■ Work instruction
Your answer should consist of every line from the records that holds the string "below".

■ Provided records

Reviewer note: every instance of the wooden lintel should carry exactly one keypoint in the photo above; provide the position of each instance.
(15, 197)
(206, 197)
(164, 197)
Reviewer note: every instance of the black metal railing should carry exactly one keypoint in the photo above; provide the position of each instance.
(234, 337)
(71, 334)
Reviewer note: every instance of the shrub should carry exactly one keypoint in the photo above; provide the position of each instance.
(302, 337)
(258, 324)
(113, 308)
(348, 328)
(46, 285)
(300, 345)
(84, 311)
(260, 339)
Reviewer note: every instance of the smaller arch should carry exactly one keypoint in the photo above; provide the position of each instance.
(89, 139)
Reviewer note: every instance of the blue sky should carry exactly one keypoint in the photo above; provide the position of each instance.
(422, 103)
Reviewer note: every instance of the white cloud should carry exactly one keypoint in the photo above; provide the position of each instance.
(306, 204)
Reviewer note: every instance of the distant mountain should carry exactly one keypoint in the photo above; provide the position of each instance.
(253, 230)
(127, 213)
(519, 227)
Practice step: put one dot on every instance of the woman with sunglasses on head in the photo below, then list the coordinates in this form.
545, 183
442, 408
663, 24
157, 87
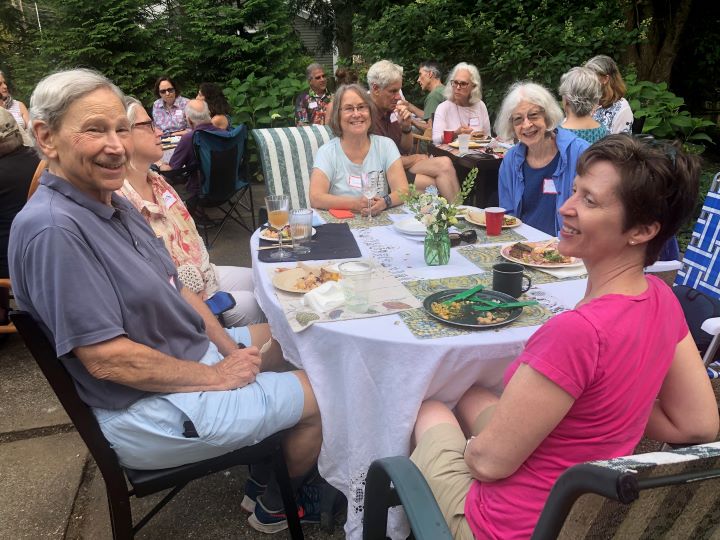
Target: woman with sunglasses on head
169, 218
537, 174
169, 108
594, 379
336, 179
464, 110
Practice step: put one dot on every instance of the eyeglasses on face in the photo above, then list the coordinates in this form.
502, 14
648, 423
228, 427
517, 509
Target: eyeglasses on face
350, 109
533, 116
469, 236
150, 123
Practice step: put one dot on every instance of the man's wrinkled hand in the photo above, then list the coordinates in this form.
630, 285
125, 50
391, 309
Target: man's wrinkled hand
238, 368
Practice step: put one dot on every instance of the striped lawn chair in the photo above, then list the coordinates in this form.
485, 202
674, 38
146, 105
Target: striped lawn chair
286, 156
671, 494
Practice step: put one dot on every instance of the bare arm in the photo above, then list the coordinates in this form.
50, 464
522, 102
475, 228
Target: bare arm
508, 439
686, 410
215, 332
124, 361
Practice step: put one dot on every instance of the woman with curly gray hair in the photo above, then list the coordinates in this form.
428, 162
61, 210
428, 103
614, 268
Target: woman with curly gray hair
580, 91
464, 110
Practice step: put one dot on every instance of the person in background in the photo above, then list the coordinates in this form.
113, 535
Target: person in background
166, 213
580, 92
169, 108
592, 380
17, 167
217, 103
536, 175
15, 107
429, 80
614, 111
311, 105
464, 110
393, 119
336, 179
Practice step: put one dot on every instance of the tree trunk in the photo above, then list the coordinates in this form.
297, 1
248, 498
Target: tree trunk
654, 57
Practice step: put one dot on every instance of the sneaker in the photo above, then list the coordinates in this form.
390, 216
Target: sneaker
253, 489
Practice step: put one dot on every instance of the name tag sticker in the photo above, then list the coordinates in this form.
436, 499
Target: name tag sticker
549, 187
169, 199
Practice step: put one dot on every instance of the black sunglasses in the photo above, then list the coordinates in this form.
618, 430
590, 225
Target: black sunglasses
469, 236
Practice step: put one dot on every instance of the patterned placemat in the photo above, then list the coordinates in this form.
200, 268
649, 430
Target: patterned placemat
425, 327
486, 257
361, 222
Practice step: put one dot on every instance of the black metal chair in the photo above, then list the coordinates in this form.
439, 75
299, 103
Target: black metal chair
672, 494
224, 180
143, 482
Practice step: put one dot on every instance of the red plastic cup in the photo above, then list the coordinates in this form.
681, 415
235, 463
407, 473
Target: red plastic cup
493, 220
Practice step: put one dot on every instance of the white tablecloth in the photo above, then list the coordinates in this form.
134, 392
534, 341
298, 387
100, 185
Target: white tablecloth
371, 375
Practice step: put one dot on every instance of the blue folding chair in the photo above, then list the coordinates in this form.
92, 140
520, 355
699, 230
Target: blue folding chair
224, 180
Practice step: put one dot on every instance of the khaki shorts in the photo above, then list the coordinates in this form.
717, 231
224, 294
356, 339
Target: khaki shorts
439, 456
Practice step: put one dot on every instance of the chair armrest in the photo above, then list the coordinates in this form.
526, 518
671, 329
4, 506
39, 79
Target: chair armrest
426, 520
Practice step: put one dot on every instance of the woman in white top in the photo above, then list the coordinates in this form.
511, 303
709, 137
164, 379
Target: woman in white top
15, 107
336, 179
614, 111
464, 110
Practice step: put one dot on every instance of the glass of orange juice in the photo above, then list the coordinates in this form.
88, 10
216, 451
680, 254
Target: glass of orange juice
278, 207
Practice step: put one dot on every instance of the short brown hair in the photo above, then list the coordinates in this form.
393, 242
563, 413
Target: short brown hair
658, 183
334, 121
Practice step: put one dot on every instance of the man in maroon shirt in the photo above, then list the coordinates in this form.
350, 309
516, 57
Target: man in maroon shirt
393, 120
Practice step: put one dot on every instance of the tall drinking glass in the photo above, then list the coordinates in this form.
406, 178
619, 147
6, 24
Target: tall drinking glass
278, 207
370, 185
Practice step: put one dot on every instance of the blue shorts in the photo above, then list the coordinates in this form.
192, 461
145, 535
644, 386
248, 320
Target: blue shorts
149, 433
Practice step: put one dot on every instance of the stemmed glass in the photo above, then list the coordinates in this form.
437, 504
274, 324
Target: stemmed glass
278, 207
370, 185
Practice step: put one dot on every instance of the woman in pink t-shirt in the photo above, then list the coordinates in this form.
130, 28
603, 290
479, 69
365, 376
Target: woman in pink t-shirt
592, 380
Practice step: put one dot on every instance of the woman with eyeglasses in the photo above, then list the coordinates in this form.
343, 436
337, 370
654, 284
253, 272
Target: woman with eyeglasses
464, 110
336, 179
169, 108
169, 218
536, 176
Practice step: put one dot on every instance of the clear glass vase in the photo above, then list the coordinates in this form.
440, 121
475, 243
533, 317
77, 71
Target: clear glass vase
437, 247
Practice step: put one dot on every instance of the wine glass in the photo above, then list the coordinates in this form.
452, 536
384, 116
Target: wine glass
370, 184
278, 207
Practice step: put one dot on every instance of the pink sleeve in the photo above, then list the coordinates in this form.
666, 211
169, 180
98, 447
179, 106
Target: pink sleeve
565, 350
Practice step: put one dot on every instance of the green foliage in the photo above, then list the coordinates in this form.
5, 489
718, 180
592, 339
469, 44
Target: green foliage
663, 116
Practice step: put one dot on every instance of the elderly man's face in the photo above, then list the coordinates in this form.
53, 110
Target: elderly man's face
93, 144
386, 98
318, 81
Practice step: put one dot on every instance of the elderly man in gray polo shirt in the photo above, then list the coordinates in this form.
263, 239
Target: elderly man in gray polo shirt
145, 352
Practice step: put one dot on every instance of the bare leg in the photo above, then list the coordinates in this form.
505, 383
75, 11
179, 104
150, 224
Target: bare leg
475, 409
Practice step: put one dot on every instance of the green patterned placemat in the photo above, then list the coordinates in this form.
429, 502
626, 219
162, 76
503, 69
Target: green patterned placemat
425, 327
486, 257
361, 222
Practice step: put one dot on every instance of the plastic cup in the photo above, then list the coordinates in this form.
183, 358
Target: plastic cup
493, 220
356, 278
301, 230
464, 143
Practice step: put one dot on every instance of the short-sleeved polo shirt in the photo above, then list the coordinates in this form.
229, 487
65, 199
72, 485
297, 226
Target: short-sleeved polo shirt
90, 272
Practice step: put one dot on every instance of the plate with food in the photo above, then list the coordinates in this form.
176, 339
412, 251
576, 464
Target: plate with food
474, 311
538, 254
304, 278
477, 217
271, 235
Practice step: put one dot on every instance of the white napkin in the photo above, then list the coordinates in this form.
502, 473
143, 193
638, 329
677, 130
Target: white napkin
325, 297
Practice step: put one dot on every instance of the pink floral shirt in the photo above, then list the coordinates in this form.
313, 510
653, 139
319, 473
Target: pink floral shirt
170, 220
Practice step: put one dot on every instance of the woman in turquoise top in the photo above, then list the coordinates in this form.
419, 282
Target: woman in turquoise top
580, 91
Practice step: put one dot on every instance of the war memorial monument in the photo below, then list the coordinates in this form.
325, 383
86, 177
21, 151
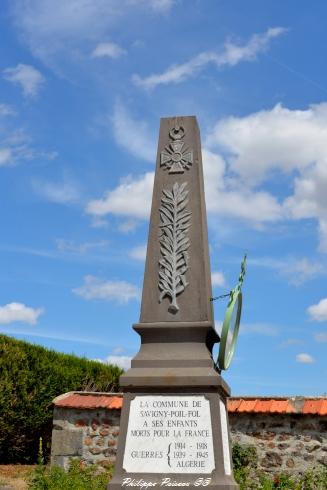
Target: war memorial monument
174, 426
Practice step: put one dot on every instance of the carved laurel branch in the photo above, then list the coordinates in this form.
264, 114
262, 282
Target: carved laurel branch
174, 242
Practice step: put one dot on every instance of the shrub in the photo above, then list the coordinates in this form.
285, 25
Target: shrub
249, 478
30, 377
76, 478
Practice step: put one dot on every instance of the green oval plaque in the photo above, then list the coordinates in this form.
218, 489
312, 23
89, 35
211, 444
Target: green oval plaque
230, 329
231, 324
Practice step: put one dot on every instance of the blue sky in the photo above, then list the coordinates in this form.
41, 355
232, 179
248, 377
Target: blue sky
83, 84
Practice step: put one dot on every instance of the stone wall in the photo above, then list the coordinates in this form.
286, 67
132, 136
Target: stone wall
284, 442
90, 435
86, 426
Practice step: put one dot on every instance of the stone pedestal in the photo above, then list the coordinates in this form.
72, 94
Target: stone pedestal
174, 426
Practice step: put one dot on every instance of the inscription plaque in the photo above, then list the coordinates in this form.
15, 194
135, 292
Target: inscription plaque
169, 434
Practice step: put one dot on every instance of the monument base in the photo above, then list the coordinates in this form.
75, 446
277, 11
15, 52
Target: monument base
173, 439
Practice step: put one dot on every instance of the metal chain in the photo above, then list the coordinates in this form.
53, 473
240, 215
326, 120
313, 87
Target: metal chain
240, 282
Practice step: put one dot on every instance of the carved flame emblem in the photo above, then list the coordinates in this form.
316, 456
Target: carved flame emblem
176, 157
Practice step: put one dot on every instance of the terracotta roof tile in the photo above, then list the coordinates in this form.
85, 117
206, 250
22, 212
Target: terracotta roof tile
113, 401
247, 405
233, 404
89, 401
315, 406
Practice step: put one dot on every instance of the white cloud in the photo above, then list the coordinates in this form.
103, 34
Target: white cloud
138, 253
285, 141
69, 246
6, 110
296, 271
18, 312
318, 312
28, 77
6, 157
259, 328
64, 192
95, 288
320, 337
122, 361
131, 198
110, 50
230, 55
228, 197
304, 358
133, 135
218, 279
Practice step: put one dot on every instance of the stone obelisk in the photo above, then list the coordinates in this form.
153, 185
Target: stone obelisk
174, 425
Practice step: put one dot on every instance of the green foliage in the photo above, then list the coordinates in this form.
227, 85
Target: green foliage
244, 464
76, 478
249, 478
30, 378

■ Problem solution
Practice step: put one dot on every instance of the woman with sunglasses on head in the photo below, then list the coordinates in this form.
Practice step: put one dot on every instance of the war memorial monument in the photo below, then list the coordinates in this form.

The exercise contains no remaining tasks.